__WHAT THE TASK ASKS__. Repeat verbatim the lines of the data below, beginning with the line containing "the green bamboo" and continuing to the end.

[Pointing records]
++++++++++

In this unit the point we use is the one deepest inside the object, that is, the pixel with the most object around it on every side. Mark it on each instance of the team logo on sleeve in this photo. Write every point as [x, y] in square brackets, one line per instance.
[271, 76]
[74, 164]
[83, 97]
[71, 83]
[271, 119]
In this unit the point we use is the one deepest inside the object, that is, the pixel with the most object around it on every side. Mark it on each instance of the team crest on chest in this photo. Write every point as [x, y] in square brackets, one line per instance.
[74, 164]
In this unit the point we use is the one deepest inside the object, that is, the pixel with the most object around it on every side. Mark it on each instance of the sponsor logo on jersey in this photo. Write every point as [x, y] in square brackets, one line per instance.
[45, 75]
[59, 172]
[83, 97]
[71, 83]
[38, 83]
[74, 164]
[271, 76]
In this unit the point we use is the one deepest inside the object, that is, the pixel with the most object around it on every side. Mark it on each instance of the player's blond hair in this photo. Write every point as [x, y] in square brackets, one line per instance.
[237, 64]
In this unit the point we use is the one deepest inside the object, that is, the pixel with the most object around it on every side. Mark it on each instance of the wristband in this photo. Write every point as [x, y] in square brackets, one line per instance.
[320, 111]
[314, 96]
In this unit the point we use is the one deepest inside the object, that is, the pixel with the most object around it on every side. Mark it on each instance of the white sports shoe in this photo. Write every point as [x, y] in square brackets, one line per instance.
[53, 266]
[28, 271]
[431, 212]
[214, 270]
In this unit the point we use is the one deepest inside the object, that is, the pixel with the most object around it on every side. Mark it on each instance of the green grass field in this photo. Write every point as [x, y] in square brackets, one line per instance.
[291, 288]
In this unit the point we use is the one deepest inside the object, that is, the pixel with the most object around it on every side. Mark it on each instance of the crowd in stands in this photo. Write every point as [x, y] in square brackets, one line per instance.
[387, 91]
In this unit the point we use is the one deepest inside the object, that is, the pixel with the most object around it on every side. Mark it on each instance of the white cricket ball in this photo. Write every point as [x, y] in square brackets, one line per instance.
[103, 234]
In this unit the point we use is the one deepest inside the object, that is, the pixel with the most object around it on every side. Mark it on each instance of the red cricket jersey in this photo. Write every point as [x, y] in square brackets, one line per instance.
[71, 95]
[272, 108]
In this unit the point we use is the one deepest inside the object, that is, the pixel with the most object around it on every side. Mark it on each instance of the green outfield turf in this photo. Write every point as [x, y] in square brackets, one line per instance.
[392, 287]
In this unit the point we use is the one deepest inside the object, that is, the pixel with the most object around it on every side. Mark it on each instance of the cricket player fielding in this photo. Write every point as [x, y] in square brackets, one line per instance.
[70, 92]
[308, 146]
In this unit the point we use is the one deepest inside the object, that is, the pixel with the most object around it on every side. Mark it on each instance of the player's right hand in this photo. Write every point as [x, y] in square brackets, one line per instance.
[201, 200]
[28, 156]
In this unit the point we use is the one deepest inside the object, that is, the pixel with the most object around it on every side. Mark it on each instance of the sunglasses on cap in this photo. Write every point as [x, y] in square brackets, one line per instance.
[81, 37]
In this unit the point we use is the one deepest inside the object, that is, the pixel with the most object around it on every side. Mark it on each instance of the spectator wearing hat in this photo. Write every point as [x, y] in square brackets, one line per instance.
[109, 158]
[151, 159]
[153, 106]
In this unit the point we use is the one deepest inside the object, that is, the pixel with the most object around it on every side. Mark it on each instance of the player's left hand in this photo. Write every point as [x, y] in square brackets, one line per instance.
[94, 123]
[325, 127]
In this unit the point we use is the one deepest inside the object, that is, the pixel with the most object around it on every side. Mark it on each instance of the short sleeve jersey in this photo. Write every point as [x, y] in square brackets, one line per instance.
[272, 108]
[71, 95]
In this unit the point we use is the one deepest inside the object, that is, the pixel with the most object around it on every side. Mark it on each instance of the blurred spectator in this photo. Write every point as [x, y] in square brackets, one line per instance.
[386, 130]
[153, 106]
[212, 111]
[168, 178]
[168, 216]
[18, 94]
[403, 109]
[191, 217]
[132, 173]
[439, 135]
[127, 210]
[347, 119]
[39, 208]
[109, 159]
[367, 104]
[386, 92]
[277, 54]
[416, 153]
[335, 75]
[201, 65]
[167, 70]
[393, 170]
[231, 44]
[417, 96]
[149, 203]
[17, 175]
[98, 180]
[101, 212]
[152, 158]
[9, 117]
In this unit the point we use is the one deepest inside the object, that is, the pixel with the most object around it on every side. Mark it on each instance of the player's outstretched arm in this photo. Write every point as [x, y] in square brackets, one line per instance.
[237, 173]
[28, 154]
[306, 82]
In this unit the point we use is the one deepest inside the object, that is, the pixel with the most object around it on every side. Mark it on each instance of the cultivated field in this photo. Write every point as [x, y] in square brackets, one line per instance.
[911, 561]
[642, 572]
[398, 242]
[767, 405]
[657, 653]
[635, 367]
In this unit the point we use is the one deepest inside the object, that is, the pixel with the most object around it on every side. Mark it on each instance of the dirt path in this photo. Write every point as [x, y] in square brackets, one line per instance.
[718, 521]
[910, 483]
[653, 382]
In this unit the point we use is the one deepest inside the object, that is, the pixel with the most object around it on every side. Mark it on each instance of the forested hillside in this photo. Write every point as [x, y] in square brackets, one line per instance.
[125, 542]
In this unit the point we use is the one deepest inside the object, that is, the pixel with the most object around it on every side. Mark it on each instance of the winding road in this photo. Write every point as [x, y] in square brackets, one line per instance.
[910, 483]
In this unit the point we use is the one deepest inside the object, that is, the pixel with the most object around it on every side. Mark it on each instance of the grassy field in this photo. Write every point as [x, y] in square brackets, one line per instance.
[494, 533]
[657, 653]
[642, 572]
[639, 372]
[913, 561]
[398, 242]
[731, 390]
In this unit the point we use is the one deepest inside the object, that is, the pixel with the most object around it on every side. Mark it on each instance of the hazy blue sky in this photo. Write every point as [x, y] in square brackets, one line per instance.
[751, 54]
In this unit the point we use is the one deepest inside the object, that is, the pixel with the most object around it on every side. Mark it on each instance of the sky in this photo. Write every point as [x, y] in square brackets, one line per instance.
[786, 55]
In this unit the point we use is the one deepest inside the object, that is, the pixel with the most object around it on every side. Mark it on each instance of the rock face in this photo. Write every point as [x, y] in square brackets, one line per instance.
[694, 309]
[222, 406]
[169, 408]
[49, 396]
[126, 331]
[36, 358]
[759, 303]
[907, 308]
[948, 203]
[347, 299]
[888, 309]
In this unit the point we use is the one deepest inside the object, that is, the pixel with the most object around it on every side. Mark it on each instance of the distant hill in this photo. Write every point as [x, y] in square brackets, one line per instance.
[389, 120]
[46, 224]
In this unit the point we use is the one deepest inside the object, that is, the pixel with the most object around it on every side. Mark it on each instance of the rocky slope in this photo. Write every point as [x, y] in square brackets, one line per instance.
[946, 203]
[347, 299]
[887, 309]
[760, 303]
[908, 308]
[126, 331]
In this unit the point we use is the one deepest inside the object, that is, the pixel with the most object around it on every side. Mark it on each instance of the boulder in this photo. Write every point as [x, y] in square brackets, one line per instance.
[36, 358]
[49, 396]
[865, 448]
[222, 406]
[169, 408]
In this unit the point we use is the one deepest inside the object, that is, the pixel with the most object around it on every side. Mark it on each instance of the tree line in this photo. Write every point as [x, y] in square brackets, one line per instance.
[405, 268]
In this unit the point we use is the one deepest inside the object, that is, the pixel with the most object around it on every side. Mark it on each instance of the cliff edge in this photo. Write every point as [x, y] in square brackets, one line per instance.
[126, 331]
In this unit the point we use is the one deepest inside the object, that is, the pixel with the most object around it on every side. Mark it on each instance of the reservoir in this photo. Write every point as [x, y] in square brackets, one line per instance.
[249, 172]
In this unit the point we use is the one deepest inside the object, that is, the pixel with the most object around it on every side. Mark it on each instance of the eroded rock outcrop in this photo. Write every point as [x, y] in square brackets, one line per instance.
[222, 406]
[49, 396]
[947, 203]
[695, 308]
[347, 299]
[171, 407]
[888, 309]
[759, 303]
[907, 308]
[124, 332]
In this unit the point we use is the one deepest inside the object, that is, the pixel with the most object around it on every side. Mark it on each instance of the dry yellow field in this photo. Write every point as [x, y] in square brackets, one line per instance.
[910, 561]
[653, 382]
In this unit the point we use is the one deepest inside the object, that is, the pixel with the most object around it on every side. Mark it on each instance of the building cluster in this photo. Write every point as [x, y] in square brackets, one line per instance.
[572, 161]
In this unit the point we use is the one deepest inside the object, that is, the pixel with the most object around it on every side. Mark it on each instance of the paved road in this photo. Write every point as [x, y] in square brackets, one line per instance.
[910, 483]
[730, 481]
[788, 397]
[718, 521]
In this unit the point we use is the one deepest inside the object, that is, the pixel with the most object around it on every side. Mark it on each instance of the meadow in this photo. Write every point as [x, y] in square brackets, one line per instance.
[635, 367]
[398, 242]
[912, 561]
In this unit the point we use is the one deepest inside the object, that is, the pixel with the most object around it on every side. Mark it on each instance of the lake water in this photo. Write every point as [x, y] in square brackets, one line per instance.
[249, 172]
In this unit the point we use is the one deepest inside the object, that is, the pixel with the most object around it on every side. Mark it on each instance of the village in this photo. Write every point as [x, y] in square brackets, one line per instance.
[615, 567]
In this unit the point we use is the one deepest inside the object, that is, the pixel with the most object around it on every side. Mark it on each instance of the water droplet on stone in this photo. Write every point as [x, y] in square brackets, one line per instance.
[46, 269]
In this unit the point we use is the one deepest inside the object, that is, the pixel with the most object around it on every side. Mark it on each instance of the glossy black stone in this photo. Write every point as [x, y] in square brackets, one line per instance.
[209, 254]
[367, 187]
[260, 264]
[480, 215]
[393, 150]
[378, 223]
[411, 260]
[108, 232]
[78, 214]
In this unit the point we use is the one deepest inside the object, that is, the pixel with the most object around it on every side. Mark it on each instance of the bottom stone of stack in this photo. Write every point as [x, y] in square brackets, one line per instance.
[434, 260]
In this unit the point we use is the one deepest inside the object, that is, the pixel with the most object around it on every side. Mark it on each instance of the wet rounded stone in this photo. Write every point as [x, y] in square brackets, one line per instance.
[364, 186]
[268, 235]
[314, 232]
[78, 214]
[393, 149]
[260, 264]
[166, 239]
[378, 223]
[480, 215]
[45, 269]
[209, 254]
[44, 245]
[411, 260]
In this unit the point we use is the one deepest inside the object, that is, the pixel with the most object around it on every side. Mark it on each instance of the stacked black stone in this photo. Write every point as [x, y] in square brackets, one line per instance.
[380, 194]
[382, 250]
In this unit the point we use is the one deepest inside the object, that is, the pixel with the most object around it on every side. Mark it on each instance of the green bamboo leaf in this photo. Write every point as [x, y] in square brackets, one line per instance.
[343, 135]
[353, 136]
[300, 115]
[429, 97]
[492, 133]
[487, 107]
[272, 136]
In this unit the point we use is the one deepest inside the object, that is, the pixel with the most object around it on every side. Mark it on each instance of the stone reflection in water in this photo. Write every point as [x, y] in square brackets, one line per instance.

++++++++++

__RESPONSE__.
In this unit the point we use is the one deepest inside the object, that is, the pixel with the most object around it on every side. Mark it on each instance of the green bamboo leaf in this photo. Write every point as [x, y] in square brackets, one line per instance.
[343, 135]
[353, 136]
[300, 115]
[429, 97]
[492, 133]
[487, 107]
[272, 136]
In this unit the point we use is the one deepest inside the object, that is, the pixel with the most object around it on every side. Mark it on each instance of the stone reflection in water in this photo. Write every point as [x, y] in square brackets, one line per instance.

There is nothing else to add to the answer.